» Task prompt
How many lines in the records below contain the word "white"? Reply with the number alone.

» Recorded data
........

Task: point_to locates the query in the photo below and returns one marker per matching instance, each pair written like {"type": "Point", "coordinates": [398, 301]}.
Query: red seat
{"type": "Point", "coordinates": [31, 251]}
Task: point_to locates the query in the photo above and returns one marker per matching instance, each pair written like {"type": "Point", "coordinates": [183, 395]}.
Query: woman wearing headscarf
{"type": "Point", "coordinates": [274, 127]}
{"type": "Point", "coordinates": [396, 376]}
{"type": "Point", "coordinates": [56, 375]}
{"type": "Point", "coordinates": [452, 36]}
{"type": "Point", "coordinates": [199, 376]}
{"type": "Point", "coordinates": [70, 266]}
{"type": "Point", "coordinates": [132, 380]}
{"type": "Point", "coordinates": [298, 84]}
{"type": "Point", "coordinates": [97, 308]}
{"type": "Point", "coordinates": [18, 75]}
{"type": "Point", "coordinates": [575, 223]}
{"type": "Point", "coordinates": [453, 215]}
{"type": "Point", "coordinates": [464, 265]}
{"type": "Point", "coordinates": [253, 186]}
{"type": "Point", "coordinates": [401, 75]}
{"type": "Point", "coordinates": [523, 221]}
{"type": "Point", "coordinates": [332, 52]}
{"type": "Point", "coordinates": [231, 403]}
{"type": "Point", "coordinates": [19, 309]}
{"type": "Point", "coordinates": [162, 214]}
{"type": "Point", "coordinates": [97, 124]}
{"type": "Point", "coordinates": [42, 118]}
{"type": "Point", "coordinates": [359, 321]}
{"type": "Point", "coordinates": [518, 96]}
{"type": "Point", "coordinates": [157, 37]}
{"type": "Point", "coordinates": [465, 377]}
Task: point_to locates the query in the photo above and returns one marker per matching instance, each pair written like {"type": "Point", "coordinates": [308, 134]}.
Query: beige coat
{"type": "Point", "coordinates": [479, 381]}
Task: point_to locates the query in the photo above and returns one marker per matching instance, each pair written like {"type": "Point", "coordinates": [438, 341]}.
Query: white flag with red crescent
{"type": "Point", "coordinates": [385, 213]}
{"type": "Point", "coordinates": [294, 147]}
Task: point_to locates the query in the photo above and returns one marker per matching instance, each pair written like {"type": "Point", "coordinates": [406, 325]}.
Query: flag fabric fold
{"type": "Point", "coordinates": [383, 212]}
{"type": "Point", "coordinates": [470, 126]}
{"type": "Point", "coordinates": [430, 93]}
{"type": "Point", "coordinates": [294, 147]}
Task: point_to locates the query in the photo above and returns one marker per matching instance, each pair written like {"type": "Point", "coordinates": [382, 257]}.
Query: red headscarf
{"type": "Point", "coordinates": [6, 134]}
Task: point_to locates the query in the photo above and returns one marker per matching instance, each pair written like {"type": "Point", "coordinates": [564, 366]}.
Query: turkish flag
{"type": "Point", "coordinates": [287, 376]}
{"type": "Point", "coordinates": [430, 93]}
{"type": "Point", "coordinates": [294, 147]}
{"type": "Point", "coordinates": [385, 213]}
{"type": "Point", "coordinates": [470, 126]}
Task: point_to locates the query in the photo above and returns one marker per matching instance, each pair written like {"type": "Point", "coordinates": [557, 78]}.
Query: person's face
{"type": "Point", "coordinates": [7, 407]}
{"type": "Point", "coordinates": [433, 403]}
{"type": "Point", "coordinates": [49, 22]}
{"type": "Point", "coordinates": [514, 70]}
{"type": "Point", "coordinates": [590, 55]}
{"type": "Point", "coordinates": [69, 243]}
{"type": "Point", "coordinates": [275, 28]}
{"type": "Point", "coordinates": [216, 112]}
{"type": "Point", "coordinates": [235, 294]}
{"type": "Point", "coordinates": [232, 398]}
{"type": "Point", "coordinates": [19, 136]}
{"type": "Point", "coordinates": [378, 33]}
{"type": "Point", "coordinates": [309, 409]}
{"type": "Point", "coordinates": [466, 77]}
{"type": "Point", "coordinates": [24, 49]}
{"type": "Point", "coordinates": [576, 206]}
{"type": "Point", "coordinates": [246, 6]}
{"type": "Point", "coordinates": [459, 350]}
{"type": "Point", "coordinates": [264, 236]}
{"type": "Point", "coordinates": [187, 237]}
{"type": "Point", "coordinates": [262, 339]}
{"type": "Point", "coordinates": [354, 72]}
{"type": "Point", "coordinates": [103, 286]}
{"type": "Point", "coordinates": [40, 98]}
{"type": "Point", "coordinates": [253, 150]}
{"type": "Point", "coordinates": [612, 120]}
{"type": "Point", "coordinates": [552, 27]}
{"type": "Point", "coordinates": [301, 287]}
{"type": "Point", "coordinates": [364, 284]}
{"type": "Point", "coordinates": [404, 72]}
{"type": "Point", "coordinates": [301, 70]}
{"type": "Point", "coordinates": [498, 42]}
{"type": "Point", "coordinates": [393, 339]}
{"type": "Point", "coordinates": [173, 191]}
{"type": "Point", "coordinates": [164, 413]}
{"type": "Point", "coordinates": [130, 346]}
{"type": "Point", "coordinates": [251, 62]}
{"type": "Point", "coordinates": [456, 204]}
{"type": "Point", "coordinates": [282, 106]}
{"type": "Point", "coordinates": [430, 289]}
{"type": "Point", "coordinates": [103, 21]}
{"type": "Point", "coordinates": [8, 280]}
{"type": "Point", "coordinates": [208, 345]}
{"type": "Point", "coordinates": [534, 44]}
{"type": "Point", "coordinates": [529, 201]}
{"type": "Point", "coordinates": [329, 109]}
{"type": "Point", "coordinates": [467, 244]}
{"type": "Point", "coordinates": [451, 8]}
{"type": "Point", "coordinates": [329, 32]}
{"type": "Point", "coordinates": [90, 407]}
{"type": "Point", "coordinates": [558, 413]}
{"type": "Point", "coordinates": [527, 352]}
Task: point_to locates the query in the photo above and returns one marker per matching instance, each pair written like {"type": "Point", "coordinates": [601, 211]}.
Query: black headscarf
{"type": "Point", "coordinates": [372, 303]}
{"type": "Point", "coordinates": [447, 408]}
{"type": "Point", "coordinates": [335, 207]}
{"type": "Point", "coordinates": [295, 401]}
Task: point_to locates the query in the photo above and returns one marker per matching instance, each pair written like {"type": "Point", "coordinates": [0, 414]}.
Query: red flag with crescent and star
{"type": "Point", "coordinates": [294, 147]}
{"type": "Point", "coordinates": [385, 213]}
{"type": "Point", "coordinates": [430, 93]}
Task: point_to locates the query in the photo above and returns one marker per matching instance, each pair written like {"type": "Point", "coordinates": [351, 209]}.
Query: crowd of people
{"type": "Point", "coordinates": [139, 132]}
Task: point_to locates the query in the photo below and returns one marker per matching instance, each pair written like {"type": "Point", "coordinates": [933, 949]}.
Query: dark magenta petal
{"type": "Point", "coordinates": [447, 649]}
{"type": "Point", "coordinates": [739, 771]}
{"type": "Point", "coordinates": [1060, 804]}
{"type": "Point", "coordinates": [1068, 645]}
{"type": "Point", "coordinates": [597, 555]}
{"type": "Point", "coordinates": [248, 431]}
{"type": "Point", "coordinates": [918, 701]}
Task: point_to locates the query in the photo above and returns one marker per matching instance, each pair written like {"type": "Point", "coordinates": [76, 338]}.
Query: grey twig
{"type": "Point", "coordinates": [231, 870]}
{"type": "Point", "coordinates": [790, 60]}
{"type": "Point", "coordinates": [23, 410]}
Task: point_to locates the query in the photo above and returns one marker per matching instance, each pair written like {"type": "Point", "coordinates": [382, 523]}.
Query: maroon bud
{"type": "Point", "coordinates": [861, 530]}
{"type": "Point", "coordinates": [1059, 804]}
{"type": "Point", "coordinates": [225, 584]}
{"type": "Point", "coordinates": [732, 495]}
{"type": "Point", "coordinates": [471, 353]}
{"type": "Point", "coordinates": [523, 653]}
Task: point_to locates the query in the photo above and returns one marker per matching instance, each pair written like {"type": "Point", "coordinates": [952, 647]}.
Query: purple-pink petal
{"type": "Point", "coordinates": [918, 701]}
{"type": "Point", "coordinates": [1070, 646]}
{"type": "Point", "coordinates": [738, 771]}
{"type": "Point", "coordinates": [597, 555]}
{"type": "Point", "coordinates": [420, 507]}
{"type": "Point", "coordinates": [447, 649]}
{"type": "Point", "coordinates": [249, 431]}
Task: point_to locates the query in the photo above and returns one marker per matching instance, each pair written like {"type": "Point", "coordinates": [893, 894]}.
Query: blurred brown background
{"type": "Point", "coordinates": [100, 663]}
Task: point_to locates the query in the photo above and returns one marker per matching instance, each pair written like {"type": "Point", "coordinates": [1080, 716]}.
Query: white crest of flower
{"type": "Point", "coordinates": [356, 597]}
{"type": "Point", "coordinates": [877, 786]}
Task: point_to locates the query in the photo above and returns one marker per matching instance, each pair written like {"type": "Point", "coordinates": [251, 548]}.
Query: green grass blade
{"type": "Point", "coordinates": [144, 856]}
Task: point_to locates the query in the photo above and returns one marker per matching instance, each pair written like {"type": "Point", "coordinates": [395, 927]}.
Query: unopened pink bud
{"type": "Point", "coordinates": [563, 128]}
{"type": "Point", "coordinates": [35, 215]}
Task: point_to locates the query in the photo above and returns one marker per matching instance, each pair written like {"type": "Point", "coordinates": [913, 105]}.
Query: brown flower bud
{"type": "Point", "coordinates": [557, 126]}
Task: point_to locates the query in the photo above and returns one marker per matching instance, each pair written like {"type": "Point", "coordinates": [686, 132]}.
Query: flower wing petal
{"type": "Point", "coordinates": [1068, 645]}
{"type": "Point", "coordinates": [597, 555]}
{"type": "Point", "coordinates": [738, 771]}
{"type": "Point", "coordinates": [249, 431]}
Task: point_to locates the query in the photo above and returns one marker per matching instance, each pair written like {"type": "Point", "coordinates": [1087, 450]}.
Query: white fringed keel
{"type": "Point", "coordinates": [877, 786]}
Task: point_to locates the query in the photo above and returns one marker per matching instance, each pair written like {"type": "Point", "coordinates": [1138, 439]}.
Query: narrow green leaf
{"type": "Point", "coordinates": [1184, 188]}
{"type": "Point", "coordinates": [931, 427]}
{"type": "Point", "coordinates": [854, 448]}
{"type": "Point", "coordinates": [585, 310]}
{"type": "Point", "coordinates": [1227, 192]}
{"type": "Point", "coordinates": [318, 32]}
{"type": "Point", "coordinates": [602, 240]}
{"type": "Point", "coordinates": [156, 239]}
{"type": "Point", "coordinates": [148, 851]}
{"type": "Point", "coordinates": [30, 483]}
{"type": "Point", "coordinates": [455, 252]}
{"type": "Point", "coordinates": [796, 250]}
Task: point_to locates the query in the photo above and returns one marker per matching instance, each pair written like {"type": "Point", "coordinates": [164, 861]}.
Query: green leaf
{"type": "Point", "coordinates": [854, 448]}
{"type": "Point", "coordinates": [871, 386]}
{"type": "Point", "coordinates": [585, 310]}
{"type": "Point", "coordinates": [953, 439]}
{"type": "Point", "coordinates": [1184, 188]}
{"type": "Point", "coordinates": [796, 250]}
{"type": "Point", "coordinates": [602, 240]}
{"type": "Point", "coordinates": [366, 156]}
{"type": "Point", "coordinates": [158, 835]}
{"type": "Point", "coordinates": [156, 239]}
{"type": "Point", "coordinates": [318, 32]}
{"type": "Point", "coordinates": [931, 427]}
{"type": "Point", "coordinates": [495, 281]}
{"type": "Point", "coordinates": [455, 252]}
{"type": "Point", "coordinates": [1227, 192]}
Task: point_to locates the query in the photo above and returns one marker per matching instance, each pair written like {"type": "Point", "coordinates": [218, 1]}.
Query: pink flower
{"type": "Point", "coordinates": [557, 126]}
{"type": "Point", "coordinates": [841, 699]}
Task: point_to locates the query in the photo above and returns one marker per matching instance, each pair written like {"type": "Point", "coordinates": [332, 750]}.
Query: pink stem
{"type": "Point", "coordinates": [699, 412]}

........

» The solution
3